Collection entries
* begin *

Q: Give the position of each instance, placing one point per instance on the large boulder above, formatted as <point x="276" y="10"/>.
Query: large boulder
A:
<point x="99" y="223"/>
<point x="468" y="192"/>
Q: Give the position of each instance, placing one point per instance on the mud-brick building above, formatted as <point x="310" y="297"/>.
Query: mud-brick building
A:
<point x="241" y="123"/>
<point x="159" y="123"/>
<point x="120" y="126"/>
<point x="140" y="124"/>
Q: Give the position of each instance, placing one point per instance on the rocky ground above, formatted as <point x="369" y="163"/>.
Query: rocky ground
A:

* end *

## Short task
Return, word for word, every line from the line with "on the mud-brick" to the final line of the data.

## Result of the task
Q: Give the position of each instance, placing one point per instance on the mud-brick building above, formatted as <point x="310" y="297"/>.
Query: mud-brick building
A:
<point x="241" y="123"/>
<point x="159" y="123"/>
<point x="120" y="126"/>
<point x="140" y="124"/>
Q: Give the position of each instance, placing one point per instance on the rocky ground above, formatted as <point x="369" y="163"/>.
Query: rocky ground
A:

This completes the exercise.